# Short exercise
Put the lines below into a JSON list of strings, one string per line, skipping any blank lines.

# Items
※

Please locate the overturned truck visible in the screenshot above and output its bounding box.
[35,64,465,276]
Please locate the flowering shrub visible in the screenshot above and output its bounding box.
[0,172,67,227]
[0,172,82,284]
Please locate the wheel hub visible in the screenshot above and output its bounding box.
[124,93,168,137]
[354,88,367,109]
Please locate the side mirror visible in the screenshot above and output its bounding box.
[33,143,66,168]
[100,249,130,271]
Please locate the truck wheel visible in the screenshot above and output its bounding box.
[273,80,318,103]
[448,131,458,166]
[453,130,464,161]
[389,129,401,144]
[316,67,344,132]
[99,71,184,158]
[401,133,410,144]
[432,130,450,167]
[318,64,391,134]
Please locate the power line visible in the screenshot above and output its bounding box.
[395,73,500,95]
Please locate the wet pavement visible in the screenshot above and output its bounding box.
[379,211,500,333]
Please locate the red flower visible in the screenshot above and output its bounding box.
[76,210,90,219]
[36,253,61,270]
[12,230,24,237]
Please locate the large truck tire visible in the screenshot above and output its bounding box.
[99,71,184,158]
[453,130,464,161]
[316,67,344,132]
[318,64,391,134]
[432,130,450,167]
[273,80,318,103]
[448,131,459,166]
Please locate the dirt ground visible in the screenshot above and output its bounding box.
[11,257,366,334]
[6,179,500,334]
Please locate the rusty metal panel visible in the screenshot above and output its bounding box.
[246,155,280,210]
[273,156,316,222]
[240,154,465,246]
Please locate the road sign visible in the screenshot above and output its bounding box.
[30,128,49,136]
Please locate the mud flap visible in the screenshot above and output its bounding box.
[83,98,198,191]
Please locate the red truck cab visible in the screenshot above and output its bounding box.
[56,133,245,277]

※

# The result
[
  "Please locate the overturned truck visible in the screenshot above and output its bounding box.",
  "[35,64,465,276]",
  "Please locate the flowering shrub visible in the screenshot above and output its bounding box.",
  "[0,172,67,227]",
  "[0,172,82,284]",
  "Please locate the wheel hub visible in the screenshot above and output its bounding box.",
  "[124,93,168,137]",
  "[354,88,367,109]",
  "Please locate the side mirror visible in the screenshot above and output its bounding box.",
  "[33,143,66,168]",
  "[100,249,130,271]",
  "Please locate the truck wheel visible in the screenshot above and output its bounding box.",
  "[273,80,318,103]",
  "[448,131,458,166]",
  "[453,130,464,161]",
  "[389,129,401,144]",
  "[316,67,344,132]",
  "[99,71,184,158]",
  "[401,133,410,144]",
  "[432,130,450,167]",
  "[318,64,391,134]",
  "Please locate the power line visible in the screenshot above and output its bounding box.",
  "[395,73,500,95]",
  "Please locate the wet pavement visible in the screenshot above and output its bounding box.",
  "[379,211,500,333]",
  "Please locate the red flower visible in the screenshot above and output its bounding box.",
  "[76,210,90,219]",
  "[36,253,61,270]",
  "[12,230,24,237]",
  "Please locate the large truck tire visible in the screenshot above and output its bounding box.",
  "[99,71,184,158]",
  "[453,130,464,161]",
  "[316,67,344,132]",
  "[318,64,391,134]",
  "[432,130,450,167]",
  "[273,80,318,103]",
  "[448,131,459,166]",
  "Please locate the dirt ground visible in the screenshot above and output its bounding box.",
  "[11,257,366,334]",
  "[6,179,500,334]",
  "Please locate the rusty metal panel visible in the screenshot above and output its bounding box.",
  "[246,155,280,210]",
  "[273,156,316,222]",
  "[240,154,465,246]",
  "Please locate the road sign visible in the screenshot above and output its bounding box.",
  "[30,128,49,136]",
  "Please locate the mud flap visible in the screenshot above and output its bounding box.",
  "[83,98,198,191]",
  "Please locate the red truck cab visible in the screenshot above and output its bounding box.",
  "[56,133,245,277]"
]